Put every line into a numbered list, starting at the line containing "Could you please put a dot on the dirt" and ending with the last line of the items, both included. Leave out blank lines.

....

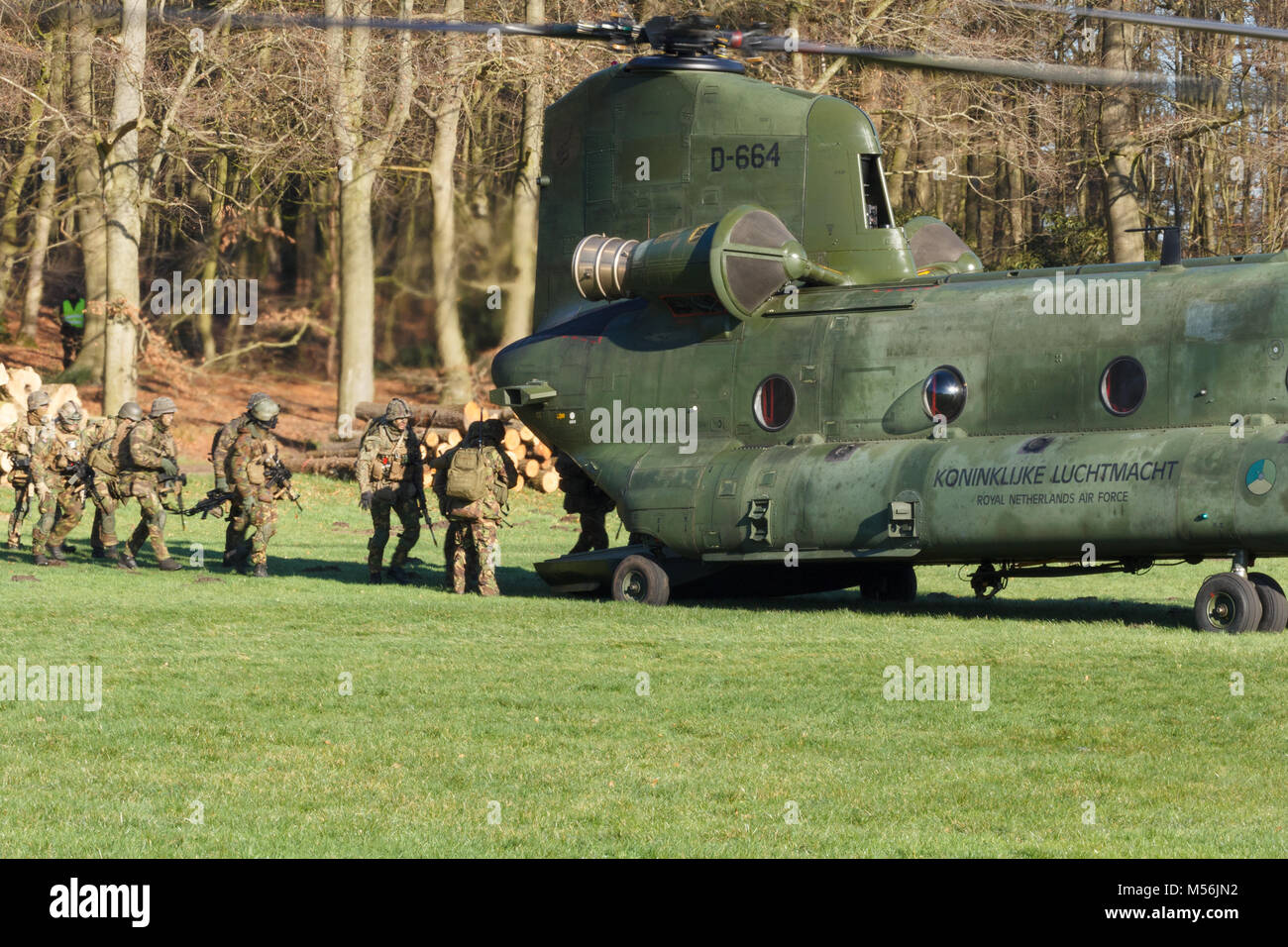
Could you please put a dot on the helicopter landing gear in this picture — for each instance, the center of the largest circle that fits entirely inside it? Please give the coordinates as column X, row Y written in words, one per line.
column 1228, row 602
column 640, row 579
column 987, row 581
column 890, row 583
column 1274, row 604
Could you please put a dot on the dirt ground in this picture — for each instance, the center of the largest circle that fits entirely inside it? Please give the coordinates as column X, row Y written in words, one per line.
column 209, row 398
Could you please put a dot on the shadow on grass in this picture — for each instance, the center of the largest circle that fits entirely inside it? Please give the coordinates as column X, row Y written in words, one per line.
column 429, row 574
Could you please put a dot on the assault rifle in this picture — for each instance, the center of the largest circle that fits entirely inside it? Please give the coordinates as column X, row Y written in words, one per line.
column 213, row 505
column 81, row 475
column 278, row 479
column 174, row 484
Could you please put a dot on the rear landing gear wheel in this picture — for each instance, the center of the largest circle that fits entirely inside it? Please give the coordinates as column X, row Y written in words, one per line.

....

* EXPECTED OUTPUT:
1. Could you please put a dot on the dirt ground in this picture — for each instance, the center of the largest circle that fits entirely inside it? Please give the coordinates as column X, row Y written in words, one per line.
2. column 209, row 398
3. Could you please put a dot on the shadow on grass in this picture — for each instance, the center of the largest circle that fits entirely inside it? Please give the coordinates as column X, row Y written in words, one per line.
4. column 429, row 574
5. Could you please put a dot on the assault rifle in this picture — for each instance, the center of the largest circle that fits entirely inside it? Please give the coordinates as column X, row Y written in words, one per line.
6. column 213, row 505
7. column 81, row 475
8. column 278, row 479
9. column 174, row 484
10. Could you please put a dot on the rear landing gear wheel in this picture — for each instance, the center of the largest circle that fits entirely inside it? Please give the coordinates as column X, row Y written in words, one per line.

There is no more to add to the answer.